DIRECTION: Omit every picture and write out the rest of the records exactly.

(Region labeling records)
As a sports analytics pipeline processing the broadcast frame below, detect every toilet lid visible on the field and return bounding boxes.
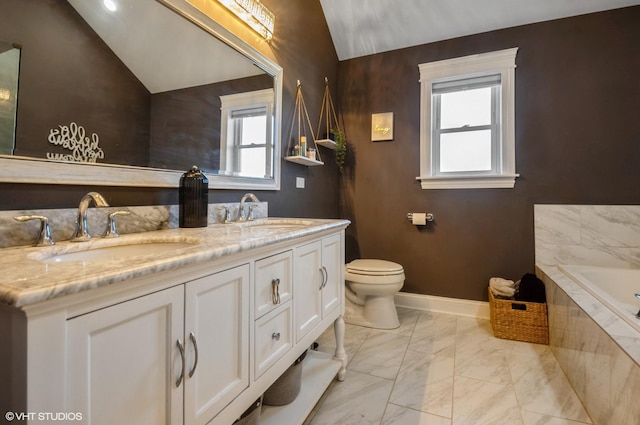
[347,259,404,276]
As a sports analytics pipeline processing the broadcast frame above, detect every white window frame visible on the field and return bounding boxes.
[220,89,275,178]
[416,47,519,189]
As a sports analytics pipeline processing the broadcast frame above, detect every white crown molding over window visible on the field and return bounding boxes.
[416,47,518,189]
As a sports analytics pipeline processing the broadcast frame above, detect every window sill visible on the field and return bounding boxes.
[416,174,519,189]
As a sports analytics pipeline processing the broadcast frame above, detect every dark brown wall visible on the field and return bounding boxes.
[0,0,151,164]
[0,0,339,217]
[149,74,273,172]
[339,7,640,300]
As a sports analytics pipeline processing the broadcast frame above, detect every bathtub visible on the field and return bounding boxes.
[558,265,640,332]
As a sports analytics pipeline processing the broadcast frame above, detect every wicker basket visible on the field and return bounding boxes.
[262,351,307,406]
[489,288,549,344]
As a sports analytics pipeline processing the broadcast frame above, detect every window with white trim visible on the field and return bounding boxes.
[219,89,274,178]
[417,48,518,189]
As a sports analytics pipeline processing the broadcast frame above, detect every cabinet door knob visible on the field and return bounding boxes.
[271,279,280,304]
[320,266,329,290]
[176,338,184,387]
[189,332,198,378]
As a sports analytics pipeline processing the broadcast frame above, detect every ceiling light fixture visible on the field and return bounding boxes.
[218,0,275,40]
[103,0,118,12]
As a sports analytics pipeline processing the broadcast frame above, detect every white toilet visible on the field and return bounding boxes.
[344,259,404,329]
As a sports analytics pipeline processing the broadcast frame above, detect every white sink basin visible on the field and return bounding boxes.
[31,240,196,263]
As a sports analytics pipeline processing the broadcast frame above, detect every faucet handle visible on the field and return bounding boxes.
[247,204,257,221]
[104,211,131,238]
[13,215,56,246]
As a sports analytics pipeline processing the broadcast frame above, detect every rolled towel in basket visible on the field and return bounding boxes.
[489,277,516,298]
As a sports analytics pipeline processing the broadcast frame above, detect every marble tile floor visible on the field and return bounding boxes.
[305,308,592,425]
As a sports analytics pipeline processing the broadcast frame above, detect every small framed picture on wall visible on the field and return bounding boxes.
[371,112,393,142]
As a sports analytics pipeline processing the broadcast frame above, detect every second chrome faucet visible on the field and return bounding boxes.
[71,192,109,242]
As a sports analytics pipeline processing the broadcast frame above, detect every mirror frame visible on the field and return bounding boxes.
[0,0,283,190]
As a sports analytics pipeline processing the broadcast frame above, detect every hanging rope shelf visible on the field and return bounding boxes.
[316,77,347,173]
[284,80,324,167]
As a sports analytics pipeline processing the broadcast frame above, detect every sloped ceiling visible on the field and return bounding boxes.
[320,0,640,60]
[68,0,264,93]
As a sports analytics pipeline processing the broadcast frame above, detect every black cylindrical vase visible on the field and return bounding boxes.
[179,165,209,227]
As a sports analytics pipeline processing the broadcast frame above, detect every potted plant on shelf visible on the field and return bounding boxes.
[331,128,347,173]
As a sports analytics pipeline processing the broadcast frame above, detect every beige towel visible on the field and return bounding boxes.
[489,277,516,298]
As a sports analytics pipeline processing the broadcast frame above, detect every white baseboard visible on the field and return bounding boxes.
[395,292,489,320]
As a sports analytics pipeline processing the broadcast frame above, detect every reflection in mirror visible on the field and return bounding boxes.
[220,89,274,178]
[0,0,282,188]
[0,41,20,155]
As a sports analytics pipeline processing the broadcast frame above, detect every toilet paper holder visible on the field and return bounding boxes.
[407,213,433,225]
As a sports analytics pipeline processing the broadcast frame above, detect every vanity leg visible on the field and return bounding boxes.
[333,316,347,381]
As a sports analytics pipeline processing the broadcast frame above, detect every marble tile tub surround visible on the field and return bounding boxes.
[534,205,640,268]
[538,266,640,425]
[0,202,269,248]
[534,205,640,425]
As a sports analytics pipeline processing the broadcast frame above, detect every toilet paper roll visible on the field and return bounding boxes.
[411,213,427,226]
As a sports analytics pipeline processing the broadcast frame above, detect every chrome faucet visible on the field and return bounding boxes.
[238,193,260,221]
[71,192,109,242]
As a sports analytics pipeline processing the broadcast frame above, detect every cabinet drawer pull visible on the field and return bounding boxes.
[271,279,280,304]
[320,266,329,290]
[176,338,184,387]
[189,332,198,378]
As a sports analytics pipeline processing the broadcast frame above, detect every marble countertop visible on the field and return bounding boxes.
[0,218,350,307]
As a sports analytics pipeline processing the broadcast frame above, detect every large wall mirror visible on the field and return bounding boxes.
[0,0,282,189]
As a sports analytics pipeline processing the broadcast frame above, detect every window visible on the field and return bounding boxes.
[418,48,518,189]
[220,89,274,178]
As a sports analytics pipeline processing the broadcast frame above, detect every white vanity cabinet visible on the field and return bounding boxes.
[184,264,250,424]
[66,287,184,425]
[67,265,249,425]
[294,235,344,341]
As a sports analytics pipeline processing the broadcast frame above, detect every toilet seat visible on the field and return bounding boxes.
[346,259,404,276]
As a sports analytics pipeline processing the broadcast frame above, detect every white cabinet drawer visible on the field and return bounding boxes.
[254,251,293,318]
[254,302,293,379]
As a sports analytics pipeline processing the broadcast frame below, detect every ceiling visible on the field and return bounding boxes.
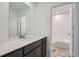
[10,2,29,12]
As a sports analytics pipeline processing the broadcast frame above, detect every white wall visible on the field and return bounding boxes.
[0,2,9,43]
[72,3,79,57]
[52,12,72,43]
[34,2,72,56]
[35,2,68,56]
[9,7,19,37]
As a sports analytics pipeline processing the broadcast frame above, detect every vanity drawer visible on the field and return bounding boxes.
[24,40,42,54]
[3,49,23,57]
[42,37,47,43]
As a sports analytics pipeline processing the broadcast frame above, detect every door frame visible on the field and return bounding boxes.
[51,2,74,57]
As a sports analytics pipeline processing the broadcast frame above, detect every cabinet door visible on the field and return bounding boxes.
[4,49,23,57]
[24,40,42,54]
[33,46,42,57]
[24,51,34,57]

OUTPUT OF THE TASK:
As a sports analytics pipeline processing the broadcast frame below, detect every toilet lid visible on the field and return bounding boxes.
[347,259,404,276]
As a sports analytics pipeline processing the broadcast frame above, detect every white window frame visible on the field and return bounding boxes.
[220,89,275,178]
[416,47,519,189]
As a sports analytics pipeline processing the broadcast frame above, detect every white crown molding over window visible on the field and return bounding boxes.
[416,47,518,189]
As a sports analytics pipeline processing the broadcast frame above, detect every window sill visible on the field and return bounding boxes.
[416,174,519,189]
As a sports analytics pipeline processing the broadcast frame above, detect every dark brown wall visible on the field and return bounding boxes.
[0,0,151,164]
[0,0,339,217]
[149,74,273,172]
[339,7,640,300]
As a sports analytics pipeline processing the broadcast frame above, detect every bathtub visible on the field and return bounding boxes.
[558,265,640,332]
As a sports analytics pipeline processing the broadcast frame above, detect every wicker basket visible on the field and return bounding boxes.
[262,351,307,406]
[489,288,549,344]
As a sports analytics pipeline processing the broadcast frame above, detect every window with white trim visible on the field and return bounding boxes.
[219,89,274,178]
[417,48,518,189]
As a sports analytics pipeline processing the broadcast frame above, detect every cabinet door knob visible on the field and return bounding boxes.
[271,279,280,304]
[320,266,329,290]
[176,338,184,387]
[189,332,198,378]
As a sports analytics pipeline processing the broadcast frame above, detect every ceiling light fixture visible on the field and return bounding boxes.
[218,0,275,40]
[103,0,118,12]
As a sports analytics pipeline processing the broadcast frame above, detect every white toilet visible on the field and return bounding boxes.
[344,259,404,329]
As a sports analytics pipeline processing the broadcast frame above, detect every white sink basin visible on the field and return bounding boxes.
[31,240,196,263]
As a sports analytics pipeline processing the broadcast frame above, detect every faucet handle visible on the field and return bounding boxes.
[247,204,257,221]
[104,211,131,238]
[13,215,56,246]
As a sports analytics pipeline processing the broadcast frame above, detect every rolled towel in basket visible on the field and return bounding boxes.
[489,277,516,298]
As a sports analytics pipeline processing the broadcast frame above, detect every marble tile floor visible on the field and return bounding boxes.
[305,308,592,425]
As a sports analytics pipeline processing the broadcast frame above, detect every small framed picture on wall visible on the field and return bounding boxes.
[371,112,393,142]
As a sports analytics pipeline processing the broadcast frame above, detect every second chrome faucet visible on the field and return bounding boxes.
[71,192,109,242]
As a sports analytics pipeline processing the broadcast frame above, detect every mirror frame visible on the field and return bounding boxes.
[0,0,283,190]
As a sports analytics pipeline processing the broadcast frame above, detect every hanging rope shelf visible on the field and return bounding boxes.
[316,77,347,173]
[284,80,324,167]
As a sports analytics pipeline processing the broadcast frame above, detect every sloped ceiling visible on the field and return bounding boxes.
[320,0,640,60]
[68,0,264,93]
As a sports analytics pipeline processing the broadcast frame above, detect every black cylindrical vase visible on the field and return bounding boxes.
[179,165,209,227]
As a sports analytics pipeline processing the broadcast frame above, detect every potted plant on shelf visible on the field and return bounding boxes.
[331,128,347,173]
As a sports analytics pipeline processing the broadcast frame above, detect every beige towel visible on the field and return bounding boxes.
[489,277,516,298]
As a sports analytics pipeline processing the broadcast frame above, detect every white baseboard visible on the field and return bounding boxes.
[395,292,489,320]
As a sports analytics pipeline processing the broadcast frame above, detect every reflection in mirror visible on the field and return bounding boxes.
[220,89,274,178]
[0,0,282,188]
[0,41,20,155]
As a sports analytics pipeline processing the broadcast frame above, detect every toilet paper holder visible on the field and return bounding boxes.
[407,213,433,225]
As a sports analytics pipeline processing the broadcast frame above, detect every vanity leg visible on the field and return bounding boxes.
[333,316,347,381]
As a sports analytics pipeline processing the broadcast frame above, detect every marble tile tub surround visible on the field and return bounding boxes.
[534,205,640,268]
[538,266,640,425]
[0,202,269,248]
[534,205,640,425]
As a sports analytics pipeline processing the broadcast frame above, detect every toilet paper roll visible on the field and return bounding boxes.
[411,213,427,226]
As a sports analytics pipeline processing the broadcast frame above, detect every chrome faucet visible on the field and return bounding boxes.
[238,193,260,221]
[71,192,109,242]
As a sports analytics pipeline processing the broadcast frame above, detect every cabinet drawer pull visible on the field and return bounding boxes.
[271,279,280,304]
[320,266,329,290]
[176,338,184,387]
[189,332,198,378]
As a sports analytics pipeline processing the broadcast frame above, detect every marble countertop visible on the field and return bounding boxes.
[0,218,350,307]
As a sports analytics pipeline processing the broadcast frame above, detect every large wall mirror visible on the field and return bounding boxes.
[0,0,282,189]
As a sports analytics pipeline processing the broadcast frame above, detect every window visible on the field and return bounding boxes.
[418,48,518,189]
[220,89,274,178]
As a sports analytics pipeline processing the broadcast frame above, detect every white vanity cabinet visible on the field and return bounding boxes.
[184,264,250,424]
[66,287,184,425]
[67,265,249,425]
[294,235,344,341]
As a sports analytics pipeline processing the broadcast frame above, detect every toilet seat visible on the field and return bounding boxes.
[346,259,404,276]
As a sports analytics pipeline processing the broadcast frame above, detect every white cabinet drawer visible on the field and return bounding boxes.
[254,251,293,318]
[254,302,293,379]
As a sports analytics pipeline processing the broadcast frame below, detect every ceiling visible on the field and return bounding boxes.
[10,2,29,12]
As a sports analytics pipeline processing the broadcast frame above, detect every white wall visible on the field and return bounding boxes.
[0,2,9,43]
[72,3,79,57]
[52,12,72,43]
[34,2,72,56]
[35,2,68,56]
[9,7,19,37]
As a sports analytics pipeline processing the broadcast frame above, detect every vanity drawer visible on the field and return bounding boxes.
[24,40,42,54]
[3,49,23,57]
[42,37,47,43]
As a sports analytics pipeline processing the broadcast frame above, detect every door frame visible on the field and return bounding boxes.
[51,2,74,57]
As a sports analytics pipeline processing the broadcast frame above, detect every cabinet door visible on the field and return bounding boxes.
[4,49,23,57]
[24,40,42,54]
[33,46,42,57]
[24,51,34,57]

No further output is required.